> _Work required_:
In the excerpt about a patient firing her doctor, during what period of the physician's career did the firing happen?

> _Excerpt_:
= Beginning of Section =
‘I have been fired by a patient - explicitly and to my face - just once. It happened during my first year after residency, and although I can no longer recall the patient’s name, I can still see her pretty face, carefully styled hair, and barely contained terror. Certainly, I remember when she stood up from the chair beside my exam-room desk and announced that she had liked and trusted me, but this changed everything. I was ruining her life. And I well remember watching her march down our clinic’s long hallway and through the glass front door toward the car she would almost certainly have to stop driving sometime soon, since, as required by California law, I would report her new dementia diagnosis to the Department of Motor Vehicles (DMV).’
https://www.nejm.org/doi/full/10.1056/NEJMp1613342
This week’s NEJM
With the wide availability of Uber and other ride sharing services this is no longer the problem it was in the past. I basically stopped driving after a recent illness, and it hasn’t been a handicap. I don’t think I’ve ever waited more than 6 minutes for an Uber.
= End of Section =
> _Available data_:
= Beginning of Section =
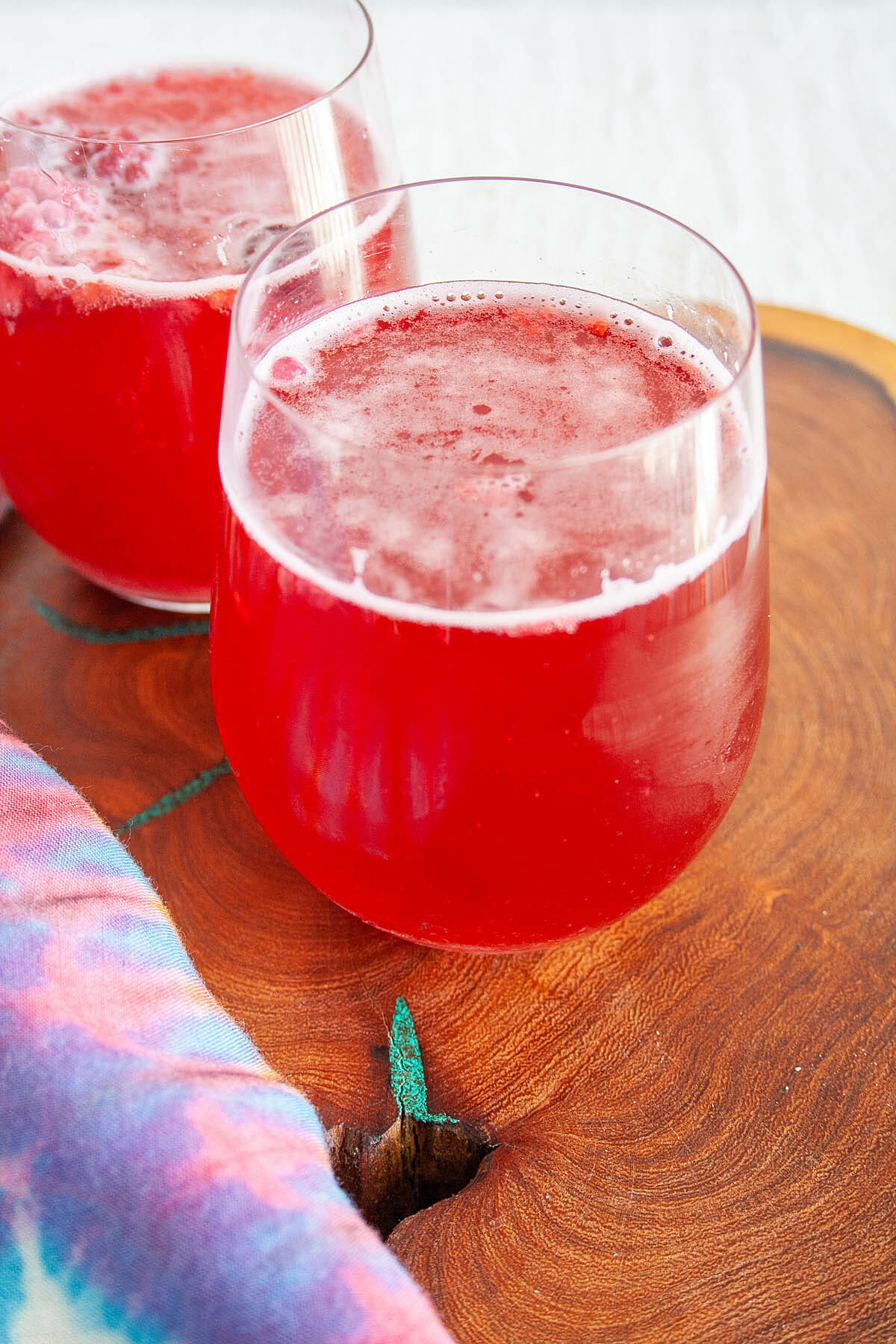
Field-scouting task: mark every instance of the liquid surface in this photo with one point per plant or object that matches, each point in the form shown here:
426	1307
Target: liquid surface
= End of Section =
= Beginning of Section =
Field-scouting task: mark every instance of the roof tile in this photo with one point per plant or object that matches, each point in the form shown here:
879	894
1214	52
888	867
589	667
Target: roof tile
= End of Section =
> _Response for this exercise_:
During the first year after residency.